----- Material for this exercise

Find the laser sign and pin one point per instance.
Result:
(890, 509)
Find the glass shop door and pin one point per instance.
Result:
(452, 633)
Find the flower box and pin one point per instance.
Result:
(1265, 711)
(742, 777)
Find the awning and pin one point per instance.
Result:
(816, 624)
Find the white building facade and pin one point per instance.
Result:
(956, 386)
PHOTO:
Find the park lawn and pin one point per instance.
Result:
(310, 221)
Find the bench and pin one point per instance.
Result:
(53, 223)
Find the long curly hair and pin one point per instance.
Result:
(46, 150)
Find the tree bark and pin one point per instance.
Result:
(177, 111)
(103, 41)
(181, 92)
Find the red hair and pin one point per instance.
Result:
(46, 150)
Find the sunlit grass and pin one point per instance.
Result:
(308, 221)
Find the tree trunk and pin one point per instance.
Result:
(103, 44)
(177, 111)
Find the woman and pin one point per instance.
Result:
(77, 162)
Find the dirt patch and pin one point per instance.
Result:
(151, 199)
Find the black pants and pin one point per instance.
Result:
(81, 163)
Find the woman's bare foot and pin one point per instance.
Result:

----------

| What you are asked to do |
Copy down every line of the material above that includes the string "tree".

| Finished task |
Find the tree bark and pin one point per instance.
Find the tree trunk and pin one point per instance.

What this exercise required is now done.